+++ RECORDS +++

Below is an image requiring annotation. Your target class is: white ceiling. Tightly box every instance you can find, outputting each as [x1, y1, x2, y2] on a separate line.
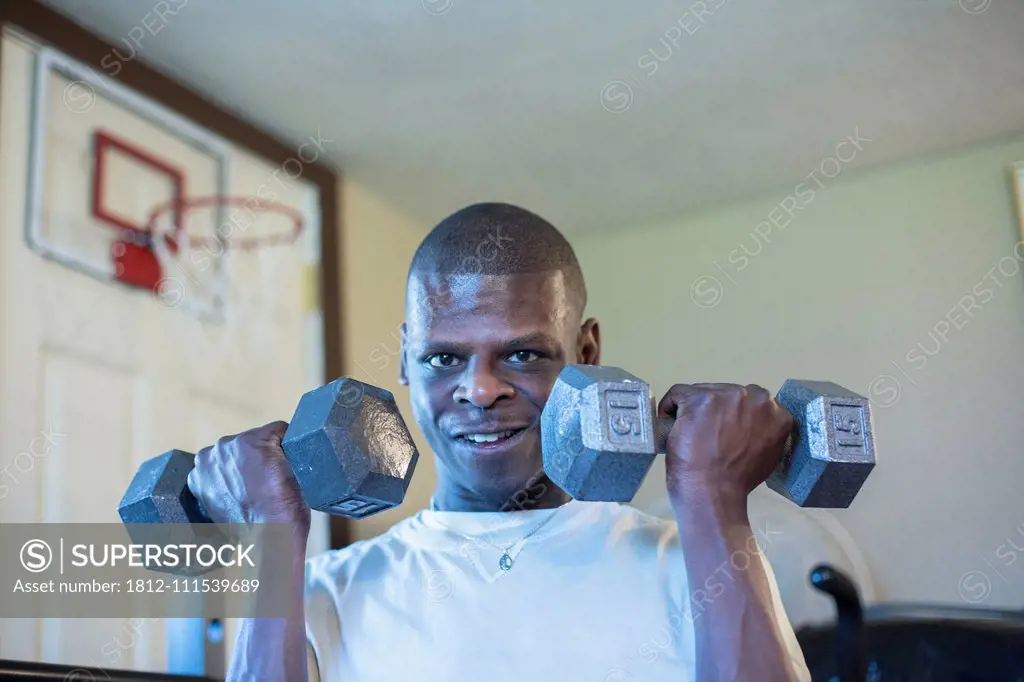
[37, 0, 1024, 232]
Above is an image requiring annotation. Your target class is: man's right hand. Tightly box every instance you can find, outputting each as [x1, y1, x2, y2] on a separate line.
[188, 422, 310, 540]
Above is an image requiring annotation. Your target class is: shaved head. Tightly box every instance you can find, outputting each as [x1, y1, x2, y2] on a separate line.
[409, 203, 587, 316]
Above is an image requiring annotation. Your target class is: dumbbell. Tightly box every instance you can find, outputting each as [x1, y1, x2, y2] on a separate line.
[118, 377, 419, 569]
[541, 365, 874, 509]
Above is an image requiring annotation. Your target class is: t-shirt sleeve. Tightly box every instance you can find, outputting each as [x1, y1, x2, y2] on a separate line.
[304, 553, 341, 682]
[760, 552, 811, 682]
[306, 639, 321, 682]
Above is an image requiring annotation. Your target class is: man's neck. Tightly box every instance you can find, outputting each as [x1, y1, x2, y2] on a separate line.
[433, 474, 571, 512]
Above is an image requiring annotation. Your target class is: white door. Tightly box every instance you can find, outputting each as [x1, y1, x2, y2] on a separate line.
[0, 33, 327, 672]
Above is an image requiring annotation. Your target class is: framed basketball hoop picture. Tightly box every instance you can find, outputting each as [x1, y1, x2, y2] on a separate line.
[26, 42, 316, 329]
[26, 47, 230, 318]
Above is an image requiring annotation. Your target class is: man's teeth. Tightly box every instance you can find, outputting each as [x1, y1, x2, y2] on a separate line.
[463, 431, 515, 442]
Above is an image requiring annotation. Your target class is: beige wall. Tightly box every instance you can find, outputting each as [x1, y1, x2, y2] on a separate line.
[342, 136, 1024, 609]
[341, 180, 434, 538]
[573, 131, 1024, 608]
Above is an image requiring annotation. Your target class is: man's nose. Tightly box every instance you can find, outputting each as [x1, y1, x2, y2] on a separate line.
[455, 360, 515, 408]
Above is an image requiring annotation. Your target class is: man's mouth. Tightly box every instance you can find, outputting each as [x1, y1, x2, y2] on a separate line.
[455, 428, 526, 451]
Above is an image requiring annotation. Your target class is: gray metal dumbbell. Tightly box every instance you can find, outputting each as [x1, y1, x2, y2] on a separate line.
[541, 365, 874, 509]
[118, 377, 419, 569]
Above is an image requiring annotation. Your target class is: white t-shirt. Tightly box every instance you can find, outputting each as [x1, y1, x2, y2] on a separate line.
[305, 501, 811, 682]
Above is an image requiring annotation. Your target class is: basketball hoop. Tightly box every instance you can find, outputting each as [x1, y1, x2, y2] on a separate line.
[145, 196, 302, 251]
[145, 196, 304, 366]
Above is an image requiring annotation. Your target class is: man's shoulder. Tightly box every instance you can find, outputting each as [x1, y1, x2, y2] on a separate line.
[306, 518, 419, 587]
[605, 504, 679, 549]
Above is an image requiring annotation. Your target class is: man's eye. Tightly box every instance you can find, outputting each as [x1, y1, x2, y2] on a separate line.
[427, 353, 459, 368]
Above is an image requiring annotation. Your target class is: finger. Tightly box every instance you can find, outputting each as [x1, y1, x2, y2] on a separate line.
[743, 384, 771, 399]
[657, 384, 706, 419]
[260, 420, 288, 441]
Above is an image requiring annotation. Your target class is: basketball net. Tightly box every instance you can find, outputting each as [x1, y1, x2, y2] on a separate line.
[148, 197, 303, 359]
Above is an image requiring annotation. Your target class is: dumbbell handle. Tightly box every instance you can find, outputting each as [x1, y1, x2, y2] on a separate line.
[180, 453, 213, 523]
[654, 417, 797, 461]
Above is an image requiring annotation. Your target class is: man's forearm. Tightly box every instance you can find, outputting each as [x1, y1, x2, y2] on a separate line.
[227, 549, 309, 682]
[673, 486, 799, 682]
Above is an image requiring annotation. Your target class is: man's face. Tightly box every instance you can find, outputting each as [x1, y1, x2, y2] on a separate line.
[401, 272, 597, 504]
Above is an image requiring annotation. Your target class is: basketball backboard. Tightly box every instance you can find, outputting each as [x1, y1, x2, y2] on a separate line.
[26, 48, 229, 315]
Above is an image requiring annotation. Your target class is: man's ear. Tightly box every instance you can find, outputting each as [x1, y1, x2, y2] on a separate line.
[577, 317, 601, 365]
[398, 323, 409, 386]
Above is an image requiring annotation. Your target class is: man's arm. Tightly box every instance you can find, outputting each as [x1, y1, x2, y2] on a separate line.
[658, 384, 808, 682]
[674, 485, 809, 682]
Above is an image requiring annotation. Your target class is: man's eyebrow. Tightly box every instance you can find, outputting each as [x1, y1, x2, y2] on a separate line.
[413, 332, 558, 355]
[502, 332, 558, 348]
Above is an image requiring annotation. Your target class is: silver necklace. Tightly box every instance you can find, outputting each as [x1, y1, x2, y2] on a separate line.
[430, 499, 564, 571]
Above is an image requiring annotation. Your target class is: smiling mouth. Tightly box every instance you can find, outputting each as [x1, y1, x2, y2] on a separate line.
[456, 428, 526, 449]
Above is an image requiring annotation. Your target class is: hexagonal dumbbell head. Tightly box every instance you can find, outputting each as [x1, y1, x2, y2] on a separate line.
[118, 450, 210, 523]
[768, 379, 874, 509]
[541, 365, 657, 502]
[118, 450, 228, 576]
[282, 377, 419, 518]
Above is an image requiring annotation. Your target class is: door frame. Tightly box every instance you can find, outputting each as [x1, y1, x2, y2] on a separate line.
[0, 0, 351, 549]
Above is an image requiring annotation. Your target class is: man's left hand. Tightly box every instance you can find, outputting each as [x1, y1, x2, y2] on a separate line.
[658, 384, 793, 508]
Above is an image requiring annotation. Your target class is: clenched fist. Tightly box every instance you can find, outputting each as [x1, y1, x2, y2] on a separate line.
[188, 422, 310, 539]
[657, 384, 794, 503]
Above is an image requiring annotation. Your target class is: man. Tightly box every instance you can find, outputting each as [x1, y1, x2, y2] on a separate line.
[189, 199, 810, 682]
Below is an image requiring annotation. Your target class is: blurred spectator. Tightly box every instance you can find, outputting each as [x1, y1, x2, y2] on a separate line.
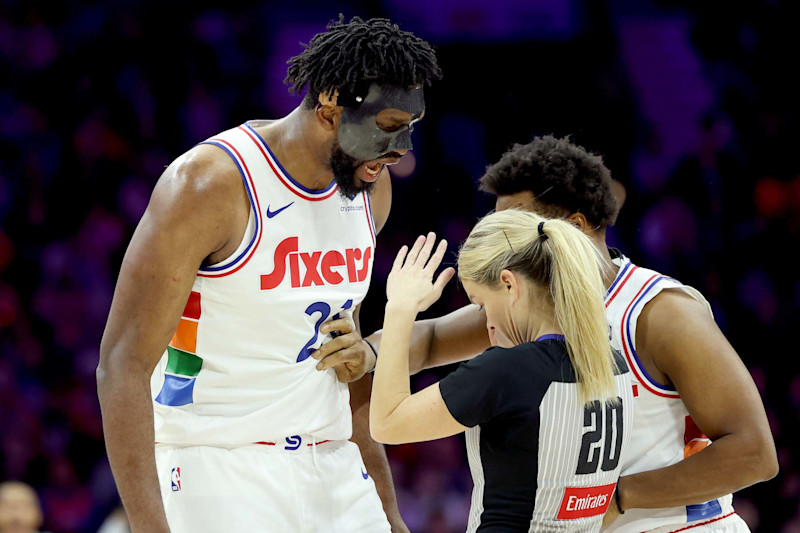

+++

REQUIREMENTS. Render all the records above as a numbered list, leaving out blank lines and the pictures.

COMPLETED TASK.
1. Below is an image requiring annotation. Your target class is: white ceiling. Tightly box every instance you can find, outputting each as [x1, y1, x2, y2] on a separate line.
2. [37, 0, 1024, 232]
3. Above is an image requiring annotation. Your target class is: man's right hand. Tightly box every instance you can find, outputting each as [x1, y1, x2, y2] on a separate line.
4. [188, 422, 310, 540]
5. Above is an image requiring annotation. Your target class is: shaved head. Tightly box every instance you can find, outputting each as [x1, y1, x2, y2] on a separate line.
6. [409, 203, 587, 316]
7. Above is an image requiring annotation. Your target class is: dumbbell. Tightly box every instance you can find, outputting each as [x1, y1, x2, y2] on a separate line.
8. [118, 377, 419, 569]
9. [541, 365, 874, 509]
10. Above is an image requiring annotation. Your target class is: t-shirt sleeve. Tightly box every instance you can find, outputting each as [x1, y1, x2, y2] on a separate line.
11. [304, 553, 341, 682]
12. [760, 552, 811, 682]
13. [306, 639, 321, 682]
14. Above is an image requiring annotation. Your target class is: man's neck. Tightly box every instance you can find, outputting each as [x1, y1, x2, y2] on a separate line.
15. [433, 474, 571, 512]
16. Above is an image requiring annotation. Your target class is: white door. Tightly box every instance you can find, outputting each as [x1, y1, x2, y2] on a separate line.
17. [0, 33, 327, 672]
18. Above is an image requiring annotation. Your target class is: framed basketball hoop picture. Tightly box every instance you can find, outputting each as [x1, y1, x2, y2] on a separate line.
19. [26, 42, 316, 329]
20. [26, 47, 230, 318]
21. Above is an image requiring annotation. Your target class is: man's teeth. Tightly box every instance you can find, outputting each as [x1, y1, x2, y2] on a separate line.
22. [463, 431, 515, 442]
23. Above is an image requiring annotation. Your target class is: beige wall. Tightly box every instance you can find, outputting each as [x1, y1, x2, y2] on a separate line.
24. [342, 136, 1024, 609]
25. [341, 180, 434, 538]
26. [573, 131, 1024, 608]
27. Above is an image requiring annotation. Your target class is: man's nose. Tightly box every instance you can find, outputting each as [x1, y1, x2, y2] on a separate line.
28. [455, 360, 515, 408]
29. Above is an image requiring annotation. Your target class is: man's mouth. Tightly box every instance you can find, outputting each as [x1, y1, x2, y2] on a separate line.
30. [455, 428, 526, 451]
31. Above is an image requiring annotation. Your target class is: gray metal dumbbell. Tightly box every instance you can find, outputting each as [x1, y1, x2, y2] on a separate line.
32. [541, 365, 874, 509]
33. [118, 377, 419, 569]
34. Above is an image requiring annotation. Your target class is: white t-shirt. Tightly box every instance you can find, outputting each as [x1, y1, x2, y2] on a separate line.
35. [305, 501, 811, 682]
36. Above is an image requiring annotation. Your target class is: basketball hoop. Tightly box every instance you can find, outputting each as [x1, y1, x2, y2] on a separate line.
37. [145, 196, 302, 251]
38. [145, 196, 304, 366]
39. Above is an image requiring annotation. Your target class is: man's shoulder. Tightly box every instance you can find, outputting each as [x1, y1, x2, y2] on a separate line.
40. [306, 518, 419, 587]
41. [605, 504, 679, 549]
42. Above is an image requiring annotation. Your target class is: man's eye. Tightly box every instance you can find, outputting each as [x1, y1, x2, y2] on a separate line.
43. [427, 353, 459, 368]
44. Above is an image requiring annotation. Your target class is: finger. Tightly box every instance you can find, outputting each as [x1, y1, x2, y2] on a separate line.
45. [743, 384, 771, 399]
46. [657, 384, 706, 419]
47. [260, 420, 288, 441]
48. Above is an image requiring annotation. Your target class is: basketball net. Tightly box every instance you can find, outputting each as [x1, y1, x2, y2] on a separate line.
49. [148, 197, 303, 359]
50. Above is an image requiring annotation. Your target class is: dumbbell handle. Tightly box every instance you can find, outputting each as [x1, y1, x2, y2] on a separate line.
51. [180, 453, 213, 523]
52. [654, 417, 797, 461]
53. Above is an image requiring annotation. Your target class is: man's forearm. Tightly box every instance you can find, outputting each as [x1, y1, x2, y2] on a separate line.
54. [227, 549, 309, 682]
55. [673, 486, 799, 682]
56. Above is an image requiring annotation. Your target class is: man's face. Tightly box every instance you can find, outputting each as [x1, y1, x2, y2] on a separate line.
57. [401, 272, 597, 504]
58. Above is an image requiring annotation. Your target class is: basketball backboard. Tightly box every instance you can find, outputting each as [x1, y1, x2, y2] on a separate line.
59. [26, 48, 229, 315]
60. Above is an image requiring annotation. Your target class is: man's ear. Tightly box every instance you can find, outputting each as [x1, y1, x2, y2] on a separate line.
61. [577, 317, 601, 365]
62. [398, 323, 409, 386]
63. Above is an image requiring annotation. Your target class is: man's arm. Tightly box every instance you can find, outputting each as [x1, y1, x2, y2] on a separate line.
64. [658, 384, 808, 682]
65. [674, 485, 809, 682]
66. Above is an image requiring annotation. Your target class is: man's eyebrow. Tightly box every instance you can find, outputting each as [x1, y1, x2, y2] on a separate line.
67. [413, 332, 558, 355]
68. [502, 332, 558, 348]
69. Above is an image requiring annotation. Your target class is: silver necklace. Tightly box every instance you can find, outputting each as [x1, y1, x2, y2] on a separate line.
70. [430, 499, 564, 571]
71. Above is an image requiring annotation. Your target class is: smiling mouth. Tightly box every instance you can find, outputting each as [x1, y1, x2, y2] on a separate line.
72. [456, 428, 526, 449]
73. Above is an image requiring annotation. Your target class is: hexagonal dumbbell head. Tightly box every instance you can find, outputting each as [x1, y1, x2, y2] on a separate line.
74. [118, 450, 210, 523]
75. [768, 379, 874, 509]
76. [541, 365, 657, 502]
77. [118, 450, 228, 576]
78. [282, 377, 419, 518]
79. Above is an image requiring annotation. Your target class is: door frame. Tightly box every instance you can find, outputting each as [x1, y1, x2, y2] on a separate line.
80. [0, 0, 351, 549]
81. Above is an image requiring annotation. Your target class is: man's left hand. Tightly box every instance you can find, outputting each as [x1, y1, x2, y2] on a separate line.
82. [658, 384, 793, 508]
83. Above is an image requiring annotation. Your target class is: clenched fist. Tightly box every instance you can find, outputting each as [x1, y1, x2, y2] on a separate line.
84. [188, 422, 310, 539]
85. [657, 384, 794, 503]
86. Above is an image requiring annotation. Your target class is: man. Tightly box every instance you can find, outputting each as [x1, y1, x2, y2] on a separate line.
87. [189, 199, 810, 682]
88. Below is an image requiring annotation. Your target class is: blurred spectator. Tightly box every instance you can find, outputting each as [x1, y1, x2, y2] on a separate line.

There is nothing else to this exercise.